» **Brano proposto**
______
IL CULTO DELLA LIBERTA’

IL CULTO DELLA LIBERTA’

L’altro pilastro del credo massonico è la libertà.

Nella dichiarazione di Princìpi (Losanna, 1875) è detto: “La Massoneria pone come principio che il Creatore supremo ha dato all’uomo, come il bene più prezioso, la libertà… raggio così luminoso che nessun potere ha il diritto di spegnere o di offuscare” (FLR, 33-34), “dono intangibile e sacrosanto” (PON, 72).

Lo sapevamo già da… Dante Alighieri:

“Lo maggior don che Dio per sua larghezza
Fesse creando, ed alla sua bontate
Più conformato, e quel ch’Ei più apprezza,
Fu della volontà la libertate
Di che le creature intelligenti,
E tutte e sole, fuoro e son dotate” (Par., V, 18-24).

Il primo requisito della libertà però, così com’è intesa dalla Massoneria, è il suo indissolubile legame con il concetto di ragione esposto prima. “La Libertà è costituita dalla pienezza della ragione” (A Giovanni Bovio, pag. 14-15 – citato da CAP, 2, 369, nota 56); questa, come abbiamo visto, é completamente autonoma e non si determina per effetto di verità rivelate o di altre costrizioni “esterne”. Ne consegue che la libertà consiste nell’esclusiva obbedienza alla propria ragione, e che agire liberamente significa sottoporsi solo alle leggi razionali della Natura.

Già abbiamo veduto come l’antidogmatismo massonico sia ispirato ad un concetto assoluto, assorbente e sfrenato di libertà. Giacché, prima di tutto, la libertà massonica è libertà di pensiero che comprende libertà dello spirito, del giudizio, della critica: “Indagine razionale, senza limiti, che autogiustifica i propri princìpi” (LV, ag. sett. 1954, 11). È chiaro che una simile libertà senza limiti trova modo di esercitarsi in campo religioso, dove si postula “la piena libertà di tutti i culti e di tutte le fedi” (MASFI, 130) e dove non significa altro che libertà “di pensare e di credere secondo la propria ragione e la propria coscienza” (MASFI, 130) “libera da dogmi scientifici e religiosi” (MASFI, 70).

Ma è anche libertà da tutte le fedi: “Nessuna larvata ed esplicita coartazione si eserciti dalle confessioni (religiose) sull’intelletto, sul lavoro e sulla coscienza dell’uomo di scienza… L’uomo di sapere… deve incitare i suoi simili alla critica che li salva dalla pressione esercitata dai miti religiosi” (Primo Convegno Naz. Massonico dei Professori e Docenti Universitari – Roma, 1954, 38, 41) e deve aspettarsi “le proprie conquiste dalla indagine spregiudicata e sciolta da ogni vincolo di postulato e di dogmi” (MASFI, 72).
______
» **Voci fornite**
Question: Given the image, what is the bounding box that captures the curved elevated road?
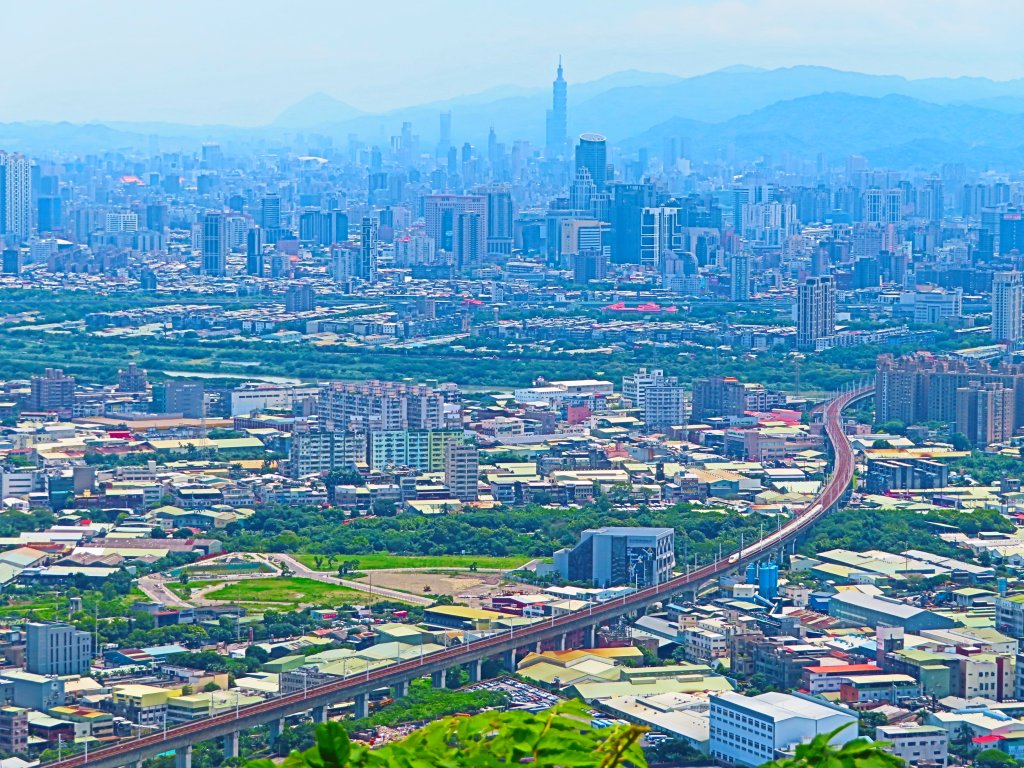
[47,387,872,768]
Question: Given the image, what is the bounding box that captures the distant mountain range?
[6,67,1024,167]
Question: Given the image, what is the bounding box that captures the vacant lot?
[355,570,540,607]
[168,577,366,607]
[292,552,529,571]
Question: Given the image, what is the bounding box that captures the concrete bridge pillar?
[224,731,240,758]
[355,693,370,720]
[266,718,285,746]
[174,746,191,768]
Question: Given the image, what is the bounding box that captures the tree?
[949,432,971,451]
[974,750,1017,768]
[246,645,270,665]
[857,710,889,738]
[879,419,906,434]
[761,725,906,768]
[242,701,647,768]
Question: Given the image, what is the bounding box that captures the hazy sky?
[8,0,1024,125]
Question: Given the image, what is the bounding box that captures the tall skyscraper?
[954,381,1016,449]
[246,226,263,278]
[577,133,608,193]
[487,186,513,256]
[797,274,836,351]
[423,195,487,259]
[0,152,32,241]
[25,622,92,675]
[285,283,316,312]
[28,368,75,412]
[259,193,281,229]
[358,216,380,283]
[611,184,657,264]
[729,253,751,301]
[544,56,568,160]
[452,211,486,269]
[992,270,1024,344]
[203,213,227,278]
[118,362,150,392]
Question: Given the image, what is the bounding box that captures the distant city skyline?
[9,0,1024,125]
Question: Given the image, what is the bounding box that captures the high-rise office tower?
[285,283,316,312]
[152,380,206,419]
[118,362,150,392]
[610,184,657,264]
[992,270,1024,344]
[259,193,281,229]
[36,195,63,233]
[797,274,836,351]
[452,211,486,269]
[246,226,263,278]
[28,368,75,411]
[544,56,568,160]
[444,440,480,502]
[203,213,227,278]
[729,253,751,301]
[25,622,92,675]
[569,168,597,213]
[0,152,32,241]
[953,381,1016,449]
[318,381,446,432]
[423,195,487,253]
[358,216,380,283]
[577,133,608,193]
[623,368,686,431]
[487,187,513,256]
[998,208,1024,256]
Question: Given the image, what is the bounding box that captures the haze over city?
[9,0,1024,125]
[6,0,1024,768]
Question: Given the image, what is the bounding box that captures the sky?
[6,0,1024,125]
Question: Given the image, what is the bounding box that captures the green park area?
[293,552,529,571]
[168,577,367,607]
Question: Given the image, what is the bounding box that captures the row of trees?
[225,499,781,564]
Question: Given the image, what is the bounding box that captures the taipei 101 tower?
[544,56,568,160]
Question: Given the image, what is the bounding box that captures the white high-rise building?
[640,207,683,269]
[797,274,836,351]
[729,253,751,301]
[202,213,227,278]
[106,211,138,232]
[992,270,1024,344]
[0,152,32,241]
[623,368,686,431]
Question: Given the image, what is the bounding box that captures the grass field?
[0,585,150,621]
[174,577,378,605]
[292,552,530,571]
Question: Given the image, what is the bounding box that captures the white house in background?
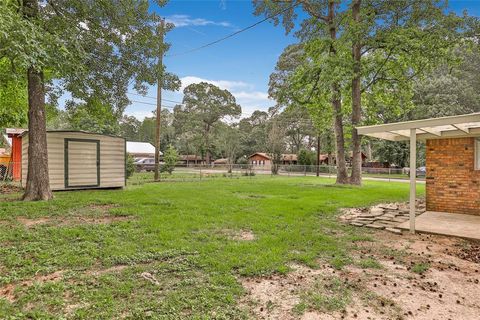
[127,141,163,158]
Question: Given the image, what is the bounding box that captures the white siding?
[22,132,125,190]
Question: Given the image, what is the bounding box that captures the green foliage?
[66,98,119,134]
[297,149,317,166]
[162,145,178,174]
[295,277,352,314]
[0,59,28,128]
[174,82,242,159]
[125,154,135,179]
[0,0,180,133]
[0,176,423,319]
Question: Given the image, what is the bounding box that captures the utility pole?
[154,19,165,181]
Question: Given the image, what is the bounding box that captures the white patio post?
[410,128,417,234]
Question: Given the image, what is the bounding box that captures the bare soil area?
[241,231,480,320]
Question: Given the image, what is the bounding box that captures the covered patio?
[357,113,480,240]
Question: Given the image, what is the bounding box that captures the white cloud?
[180,76,251,91]
[125,109,155,121]
[165,14,233,28]
[180,76,274,117]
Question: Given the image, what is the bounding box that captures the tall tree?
[254,0,461,184]
[177,82,242,164]
[238,110,270,157]
[0,0,172,200]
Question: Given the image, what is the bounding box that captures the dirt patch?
[241,231,480,320]
[241,265,331,319]
[0,271,64,303]
[220,229,256,241]
[457,241,480,263]
[17,216,132,228]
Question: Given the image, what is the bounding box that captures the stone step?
[365,223,385,229]
[350,222,365,227]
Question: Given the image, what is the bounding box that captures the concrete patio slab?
[397,211,480,240]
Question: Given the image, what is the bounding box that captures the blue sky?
[126,0,480,120]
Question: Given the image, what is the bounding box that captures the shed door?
[65,139,100,188]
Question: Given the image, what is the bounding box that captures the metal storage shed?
[22,131,126,190]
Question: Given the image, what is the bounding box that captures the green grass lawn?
[0,176,424,319]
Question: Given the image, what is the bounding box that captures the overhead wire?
[165,2,300,57]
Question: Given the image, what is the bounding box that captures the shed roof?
[127,141,162,156]
[357,112,480,141]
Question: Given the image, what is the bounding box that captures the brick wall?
[426,138,480,215]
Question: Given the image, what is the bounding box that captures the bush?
[125,154,135,179]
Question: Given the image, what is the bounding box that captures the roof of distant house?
[180,154,205,161]
[127,141,162,155]
[213,158,228,164]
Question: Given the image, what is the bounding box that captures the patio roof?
[357,112,480,233]
[357,112,480,141]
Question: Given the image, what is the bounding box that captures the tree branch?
[298,0,328,22]
[362,48,393,93]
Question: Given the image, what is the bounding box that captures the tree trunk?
[350,0,362,185]
[205,124,210,165]
[23,67,53,201]
[316,135,320,177]
[328,0,349,184]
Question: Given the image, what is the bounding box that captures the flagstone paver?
[342,199,425,234]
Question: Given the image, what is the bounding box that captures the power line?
[127,91,183,104]
[166,2,300,57]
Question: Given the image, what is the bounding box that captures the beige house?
[21,131,126,190]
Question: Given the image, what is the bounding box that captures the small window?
[475,138,480,170]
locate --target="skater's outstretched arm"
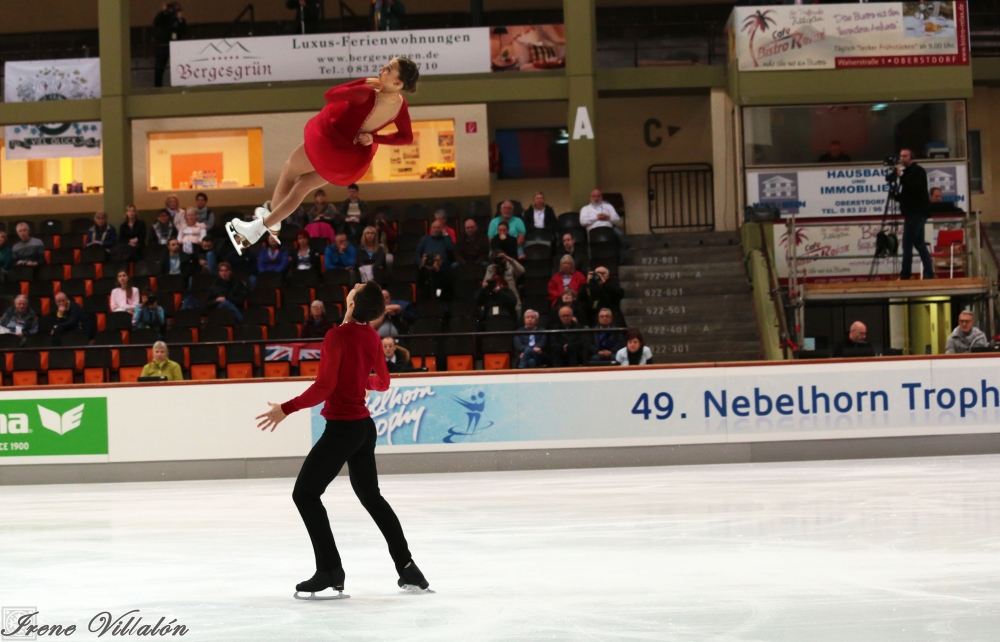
[365,344,389,392]
[372,101,413,145]
[323,78,374,105]
[281,332,343,415]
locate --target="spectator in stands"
[111,270,141,314]
[194,192,215,230]
[83,212,118,250]
[549,305,583,368]
[580,189,621,235]
[285,0,323,34]
[197,236,219,276]
[257,234,288,274]
[164,194,186,229]
[434,210,458,243]
[325,233,357,273]
[590,308,625,361]
[615,330,653,366]
[548,290,586,330]
[490,219,518,258]
[833,321,871,357]
[417,252,455,303]
[486,201,525,258]
[376,290,417,338]
[372,212,398,258]
[382,337,413,373]
[416,219,455,266]
[473,259,520,319]
[11,221,45,265]
[177,207,208,254]
[149,208,177,245]
[521,192,558,232]
[368,0,406,31]
[302,301,336,339]
[132,288,167,337]
[0,294,38,343]
[455,218,490,265]
[160,239,198,278]
[43,292,90,345]
[514,310,548,368]
[552,232,590,274]
[354,225,386,279]
[139,341,184,381]
[337,183,368,242]
[944,310,989,354]
[577,266,625,326]
[483,252,524,319]
[111,205,146,263]
[549,254,587,304]
[0,230,14,281]
[288,230,321,275]
[816,140,851,163]
[207,261,247,323]
[153,2,187,87]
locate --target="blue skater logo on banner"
[313,384,520,446]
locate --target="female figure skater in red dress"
[226,58,420,254]
[257,281,433,600]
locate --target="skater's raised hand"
[257,401,288,432]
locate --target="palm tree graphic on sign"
[742,9,777,67]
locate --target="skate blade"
[292,591,351,602]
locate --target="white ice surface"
[0,456,1000,642]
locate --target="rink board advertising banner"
[313,358,1000,451]
[727,1,969,71]
[4,58,101,160]
[771,218,962,284]
[746,161,969,219]
[0,397,108,457]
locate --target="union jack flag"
[264,343,321,366]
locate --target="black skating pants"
[292,417,410,571]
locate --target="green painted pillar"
[563,0,600,209]
[98,0,132,218]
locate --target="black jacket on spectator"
[521,205,558,231]
[455,230,490,265]
[160,252,201,278]
[111,219,146,262]
[590,325,625,360]
[39,300,90,340]
[577,278,625,326]
[475,283,517,319]
[208,276,247,308]
[417,266,455,303]
[896,163,931,216]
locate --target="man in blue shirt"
[487,201,526,258]
[324,233,357,270]
[417,219,455,269]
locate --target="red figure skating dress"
[305,79,413,186]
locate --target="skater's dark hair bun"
[396,58,420,93]
[352,281,385,323]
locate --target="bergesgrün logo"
[0,397,108,457]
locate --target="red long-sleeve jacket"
[281,322,389,421]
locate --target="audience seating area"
[0,202,618,386]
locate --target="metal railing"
[646,163,715,233]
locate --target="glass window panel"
[743,100,968,167]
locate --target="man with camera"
[578,266,625,326]
[153,2,187,87]
[890,148,934,281]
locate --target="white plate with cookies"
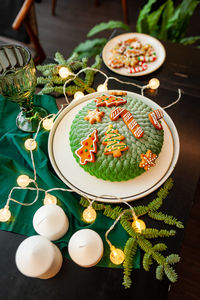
[48,91,180,203]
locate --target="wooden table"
[0,42,200,300]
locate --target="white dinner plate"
[48,92,180,203]
[102,32,166,77]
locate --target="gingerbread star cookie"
[94,95,127,107]
[139,150,157,171]
[75,129,98,165]
[84,108,105,124]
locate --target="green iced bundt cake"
[69,96,164,181]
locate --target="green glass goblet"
[0,45,47,132]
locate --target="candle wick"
[37,217,46,225]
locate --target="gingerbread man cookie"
[94,95,127,107]
[139,150,157,171]
[109,91,127,96]
[84,108,105,124]
[149,109,164,130]
[110,107,144,139]
[75,129,98,165]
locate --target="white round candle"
[15,235,63,279]
[33,204,69,241]
[68,229,103,268]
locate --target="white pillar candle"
[68,229,103,268]
[15,235,63,279]
[33,204,69,241]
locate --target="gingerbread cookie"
[75,129,98,165]
[109,38,157,74]
[94,95,127,107]
[128,62,147,74]
[148,109,164,130]
[102,125,128,157]
[110,107,144,139]
[84,108,105,124]
[109,91,127,96]
[139,150,157,171]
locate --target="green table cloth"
[0,95,140,268]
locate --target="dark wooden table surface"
[0,42,200,300]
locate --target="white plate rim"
[48,90,180,203]
[102,32,166,77]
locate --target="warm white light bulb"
[42,118,54,130]
[24,139,37,150]
[83,206,97,223]
[43,193,57,205]
[58,67,72,78]
[17,175,31,187]
[74,91,84,100]
[0,205,11,222]
[132,219,146,233]
[110,246,125,265]
[148,78,160,90]
[97,84,108,92]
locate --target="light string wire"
[0,67,181,218]
[63,67,181,109]
[63,67,144,104]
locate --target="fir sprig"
[37,52,102,96]
[80,178,183,288]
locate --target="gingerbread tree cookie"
[149,109,164,130]
[94,95,127,107]
[75,129,98,165]
[110,107,144,139]
[102,125,128,157]
[84,108,105,124]
[139,150,157,171]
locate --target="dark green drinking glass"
[0,45,47,132]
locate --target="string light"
[17,175,31,187]
[58,67,72,79]
[24,139,37,150]
[132,218,146,233]
[43,193,57,205]
[110,245,125,265]
[0,67,181,230]
[97,83,108,92]
[147,78,160,90]
[0,205,11,222]
[83,204,97,223]
[42,116,55,130]
[74,91,84,100]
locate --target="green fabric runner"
[0,95,140,268]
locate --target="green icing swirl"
[69,96,164,181]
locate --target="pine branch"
[156,265,164,280]
[142,253,153,271]
[80,197,105,210]
[122,237,137,288]
[148,211,184,228]
[166,254,180,265]
[104,205,123,220]
[134,205,149,217]
[153,243,167,251]
[141,228,176,239]
[37,77,51,84]
[120,216,137,237]
[164,265,178,282]
[55,52,67,65]
[85,86,96,94]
______
» **Elenco dei compiti**
1/ Rispondi a queste domande sul brano relativo al culto massonico della libertà:
(a) In quale città e in quale anno fu stilata la dichiarazione di Princìpi citata?
(b) Da quale cantica e da quale canto della Commedia sono tratti i versi di Dante riportati?
(c) Dove e in che anno si svolse il Primo Convegno Nazionale Massonico dei Professori e Docenti Universitari?
2/ Prosegui il brano sul culto massonico della libertà a partire dall'ultima frase riportata.

» **Risposte qui sotto**
1/
(a) A Losanna, nel 1875.
(b) Dal Paradiso, canto V.
(c) A Roma, nel 1954.

2/
La libertà di pensiero chiaramente non può andare disgiunta dalla libertà di coscienza la quale “non è soltanto un diritto naturale risultante dal libero arbitrio, ma è pure una conseguenza logica e necessaria dell’impotenza che abbiamo di rappresentarci l’Assoluto altrimenti che con simboli inadeguati e perfettibili” (FLR, 412).

Siamo nel campo della libertà sconfinata i cui limiti sono troppo vaghi ed indefiniti, giacché la Massoneria è pronta a negare libertà di pensiero e di coscienza a chi abbia accettato qualsiasi dogma o rivelazione: “Non esiste libertà di pensiero per chi sia disposto ad accettare i vincoli di ossequio ad affermazioni di principii dogmatici, che tendono a sottrarre al controllo della ragione umana, nonché all’indagine scientifica, i personali convincimenti” (ETA’ NUOVA, nov. dic. 1950, 18). Il Gran Maestro Gamberini, nel suo manifesto del 20 settembre 1968, ribadisce questa idea: “Molti hanno compresa, in questi ultimi mesi, la impossibilità di conciliare la libertà di coscienza con un magistero gerarchico eretto a dogma di fede”.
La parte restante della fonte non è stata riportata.